# Problem to work on:
Rewrite the listing below as a numbered list, omitting any blank lines.

===== Provided data

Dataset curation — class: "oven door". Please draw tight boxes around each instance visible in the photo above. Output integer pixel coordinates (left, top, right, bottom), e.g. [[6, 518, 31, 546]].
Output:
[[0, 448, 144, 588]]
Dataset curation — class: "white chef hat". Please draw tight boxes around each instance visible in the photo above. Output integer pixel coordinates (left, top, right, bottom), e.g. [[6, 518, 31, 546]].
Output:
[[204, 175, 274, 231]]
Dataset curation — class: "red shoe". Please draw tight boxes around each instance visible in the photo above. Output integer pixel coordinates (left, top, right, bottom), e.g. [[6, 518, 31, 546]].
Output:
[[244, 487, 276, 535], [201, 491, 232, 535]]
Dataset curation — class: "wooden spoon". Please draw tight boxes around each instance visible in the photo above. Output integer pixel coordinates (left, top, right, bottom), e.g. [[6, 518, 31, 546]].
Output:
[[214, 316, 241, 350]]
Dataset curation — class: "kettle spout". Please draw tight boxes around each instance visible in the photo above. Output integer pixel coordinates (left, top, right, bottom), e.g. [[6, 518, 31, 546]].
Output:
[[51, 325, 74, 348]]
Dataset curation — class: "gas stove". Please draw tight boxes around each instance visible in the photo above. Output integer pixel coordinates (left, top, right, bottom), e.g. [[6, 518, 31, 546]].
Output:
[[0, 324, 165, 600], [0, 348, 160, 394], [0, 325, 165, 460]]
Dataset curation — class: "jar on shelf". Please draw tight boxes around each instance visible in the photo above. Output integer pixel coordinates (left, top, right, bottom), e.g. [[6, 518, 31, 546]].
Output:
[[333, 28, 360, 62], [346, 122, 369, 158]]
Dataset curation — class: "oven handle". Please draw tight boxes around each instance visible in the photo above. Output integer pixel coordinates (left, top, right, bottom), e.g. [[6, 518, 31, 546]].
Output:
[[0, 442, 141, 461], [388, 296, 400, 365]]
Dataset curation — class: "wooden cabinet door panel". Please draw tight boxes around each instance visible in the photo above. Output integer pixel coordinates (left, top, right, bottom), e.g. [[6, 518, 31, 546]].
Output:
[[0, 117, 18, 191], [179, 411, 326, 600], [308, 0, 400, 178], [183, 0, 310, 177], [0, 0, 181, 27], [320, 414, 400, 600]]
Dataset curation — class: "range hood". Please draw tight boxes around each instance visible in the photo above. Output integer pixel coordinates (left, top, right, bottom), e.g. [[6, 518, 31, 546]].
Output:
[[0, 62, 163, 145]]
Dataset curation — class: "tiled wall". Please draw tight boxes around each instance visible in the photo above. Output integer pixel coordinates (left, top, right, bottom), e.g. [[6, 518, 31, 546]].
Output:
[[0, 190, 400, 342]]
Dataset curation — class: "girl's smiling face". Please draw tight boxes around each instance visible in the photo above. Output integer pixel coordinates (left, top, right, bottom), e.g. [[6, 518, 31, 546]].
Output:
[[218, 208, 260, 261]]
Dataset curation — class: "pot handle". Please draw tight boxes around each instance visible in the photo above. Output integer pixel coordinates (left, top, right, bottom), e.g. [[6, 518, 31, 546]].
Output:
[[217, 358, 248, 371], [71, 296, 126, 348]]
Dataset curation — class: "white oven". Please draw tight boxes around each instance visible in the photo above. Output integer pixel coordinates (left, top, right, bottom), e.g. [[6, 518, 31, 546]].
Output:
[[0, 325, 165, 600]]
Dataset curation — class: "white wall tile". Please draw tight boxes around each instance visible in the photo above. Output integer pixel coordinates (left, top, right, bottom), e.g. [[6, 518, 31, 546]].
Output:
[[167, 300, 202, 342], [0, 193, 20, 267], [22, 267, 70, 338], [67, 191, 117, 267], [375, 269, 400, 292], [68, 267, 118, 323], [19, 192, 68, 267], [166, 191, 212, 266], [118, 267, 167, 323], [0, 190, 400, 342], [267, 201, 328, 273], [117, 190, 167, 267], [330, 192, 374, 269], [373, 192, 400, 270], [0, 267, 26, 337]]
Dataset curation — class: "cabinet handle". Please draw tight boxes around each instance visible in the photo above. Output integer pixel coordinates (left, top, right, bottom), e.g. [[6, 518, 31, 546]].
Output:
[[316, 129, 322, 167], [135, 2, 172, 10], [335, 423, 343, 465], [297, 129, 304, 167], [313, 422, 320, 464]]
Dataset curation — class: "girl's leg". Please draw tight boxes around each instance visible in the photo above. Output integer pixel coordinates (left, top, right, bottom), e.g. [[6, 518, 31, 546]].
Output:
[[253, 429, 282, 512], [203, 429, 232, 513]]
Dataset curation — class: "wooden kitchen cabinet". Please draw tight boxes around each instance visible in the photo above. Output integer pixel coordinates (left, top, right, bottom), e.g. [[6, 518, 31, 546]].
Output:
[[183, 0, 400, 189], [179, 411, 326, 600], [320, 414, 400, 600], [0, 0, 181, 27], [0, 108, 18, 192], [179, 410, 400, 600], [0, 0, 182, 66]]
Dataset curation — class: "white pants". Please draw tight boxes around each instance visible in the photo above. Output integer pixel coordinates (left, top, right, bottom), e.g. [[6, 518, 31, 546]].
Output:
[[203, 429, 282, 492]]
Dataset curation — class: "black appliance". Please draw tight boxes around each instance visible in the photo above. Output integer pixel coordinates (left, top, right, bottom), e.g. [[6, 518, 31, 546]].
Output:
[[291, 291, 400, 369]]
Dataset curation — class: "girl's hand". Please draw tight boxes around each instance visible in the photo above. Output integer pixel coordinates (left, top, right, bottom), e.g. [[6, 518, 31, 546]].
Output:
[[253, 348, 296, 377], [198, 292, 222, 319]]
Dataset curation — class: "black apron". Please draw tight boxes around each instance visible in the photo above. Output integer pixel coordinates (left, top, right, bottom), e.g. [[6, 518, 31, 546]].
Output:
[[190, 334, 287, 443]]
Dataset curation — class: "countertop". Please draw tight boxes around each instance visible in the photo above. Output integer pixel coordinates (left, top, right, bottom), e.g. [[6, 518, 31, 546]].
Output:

==========

# Exercise solution:
1. Dataset curation — class: "oven door". Please draw tight boxes around each instance visible in the photo above. Output integer pixel coordinates (left, top, right, bottom), e.g. [[6, 518, 31, 546]].
2. Output:
3. [[0, 448, 144, 588]]
4. Dataset curation — class: "white chef hat". Please draw tight boxes around each instance visible in the photo above. Output integer pixel coordinates (left, top, right, bottom), e.g. [[6, 518, 31, 546]].
5. Output:
6. [[204, 175, 274, 231]]
7. Dataset curation — class: "red shoe". Please draw tight boxes around each instance visible in the photo above. Output integer pixel coordinates (left, top, right, bottom), e.g. [[6, 518, 31, 546]].
8. Output:
9. [[244, 487, 276, 535], [201, 491, 232, 535]]
10. Dataset curation — class: "wooden spoon". Please draw tight boxes around each instance visible in the photo above. Output integer pixel coordinates (left, top, right, bottom), e.g. [[6, 518, 31, 546]].
11. Output:
12. [[214, 316, 241, 350]]
13. Dataset curation — class: "kettle spout". Please draw tight boxes around each instance visible in the photo above. Output integer pixel coordinates (left, top, right, bottom), e.g. [[6, 518, 31, 546]].
14. Output:
15. [[51, 325, 74, 348]]
16. Dataset curation — class: "gas stove". Please draw tight boxes around each instance visible in the photo above. Output integer pixel coordinates (left, top, right, bottom), e.g. [[6, 518, 31, 546]].
17. Output:
18. [[0, 324, 165, 600], [0, 348, 160, 394], [0, 325, 165, 460]]
19. Dataset curation — class: "jar on shelf". Please draw tight boxes around each instance visible in the photo above. Output integer pixel coordinates (left, top, right, bottom), e.g. [[6, 518, 31, 546]].
20. Output:
21. [[333, 28, 360, 62], [346, 122, 369, 158]]
22. Dataset curation — class: "oven handle". Please draw tight boxes around each instance visible in the photo above. Output integer pixel coordinates (left, top, right, bottom), e.g. [[6, 518, 31, 546]].
23. Output:
24. [[0, 442, 141, 461], [388, 296, 400, 365]]
25. Dataset curation — class: "wooden cabinet door panel". Please draw tight boxes around each instance visible in the photo above. Output integer pixel coordinates (left, top, right, bottom), e.g. [[6, 518, 31, 546]].
26. Output:
27. [[0, 117, 18, 191], [179, 411, 326, 600], [308, 0, 400, 178], [183, 0, 310, 177], [0, 0, 181, 27], [320, 414, 400, 600]]
28. Dataset curation — class: "range hood". Please draw tight boxes around each instance visible in the photo above. Output integer pixel coordinates (left, top, right, bottom), e.g. [[6, 518, 31, 546]].
29. Output:
30. [[0, 62, 163, 145]]
31. Dataset curation — class: "tiled wall". Please draw tight boxes around each instance visible in the photo above. Output integer pixel coordinates (left, top, right, bottom), e.g. [[6, 518, 31, 546]].
32. Output:
33. [[0, 190, 400, 342]]
34. Dataset curation — class: "girl's smiling face". Please draw tight boxes around each instance visible in the photo above. Output integer pixel coordinates (left, top, right, bottom), e.g. [[6, 518, 31, 546]].
35. Output:
36. [[218, 208, 260, 261]]
37. Dataset curation — class: "pot handle". Please draw tight boxes around each instance visible in the photo above. Output integer pixel coordinates (left, top, right, bottom), e.g. [[6, 518, 31, 546]].
38. Output:
39. [[217, 358, 248, 371], [71, 296, 126, 348]]
40. Dataset curation — class: "white oven". Please draw tight boxes around each instance visible in the photo above. Output integer pixel coordinates (left, top, right, bottom), e.g. [[6, 518, 31, 546]].
41. Output:
42. [[0, 325, 165, 600]]
43. Dataset curation — class: "white wall tile". Please draw tight boxes around each instance visible in the photo above. Output integer pixel coordinates (left, top, right, bottom), e.g. [[6, 518, 31, 546]].
44. Output:
45. [[167, 300, 202, 342], [0, 193, 20, 267], [22, 267, 70, 338], [67, 191, 117, 267], [375, 269, 400, 292], [68, 267, 118, 323], [19, 192, 68, 267], [166, 191, 212, 266], [118, 267, 167, 323], [0, 190, 400, 342], [267, 201, 328, 273], [117, 190, 167, 267], [330, 192, 374, 269], [373, 192, 400, 270], [0, 267, 26, 337]]
46. Dataset curation — class: "cabinet handle". Please draw tight boxes around each instance visible in the photo above. Output integer pixel coordinates (left, top, right, bottom), e.g. [[6, 518, 31, 546]].
47. Output:
48. [[316, 129, 322, 167], [135, 2, 172, 10], [335, 423, 343, 465], [297, 129, 304, 167], [313, 422, 320, 464]]
49. Dataset curation — class: "girl's leg". Please draw tight boxes around each instance visible in the photo above. Output integer pixel coordinates (left, top, right, bottom), e.g. [[6, 518, 31, 546]].
50. Output:
51. [[253, 429, 282, 512], [203, 429, 232, 513]]
52. Dataset curation — class: "wooden kitchen cabinet". Please draw tight boxes around each instance visible in the photo above. Output integer pixel coordinates (left, top, right, bottom), e.g. [[6, 518, 31, 546]].
53. Output:
54. [[183, 0, 400, 189], [179, 411, 326, 600], [320, 414, 400, 600], [0, 0, 181, 27], [0, 108, 18, 192], [179, 410, 400, 600], [0, 0, 182, 66]]
55. Dataset curation — class: "white pants". Please draw tight boxes around each instance visible in the photo above. Output integer pixel coordinates (left, top, right, bottom), e.g. [[6, 518, 31, 546]].
56. Output:
57. [[203, 429, 282, 492]]
58. Dataset curation — class: "black appliance". Please draw tight boxes around each instance visible in the photo above. Output integer pixel coordinates (left, top, right, bottom), e.g. [[6, 518, 31, 546]].
59. Output:
60. [[291, 291, 400, 369]]
61. Dataset curation — class: "girl's hand". Please draw tight boxes around each instance visible in the photo above. Output integer pixel coordinates (left, top, right, bottom), e.g. [[6, 518, 31, 546]].
62. Output:
63. [[253, 348, 296, 377], [198, 292, 222, 319]]
64. Dataset curation — class: "black apron". Please draw tight boxes around each instance visible in the photo above. Output integer pixel coordinates (left, top, right, bottom), e.g. [[6, 518, 31, 546]].
65. Output:
66. [[190, 334, 287, 443]]
67. Dataset curation — class: "countertop". Please draw tight boxes around each instance visible in the photo above. Output integer pixel coordinates (left, top, right, bottom), e.g. [[6, 518, 31, 546]].
68. Output:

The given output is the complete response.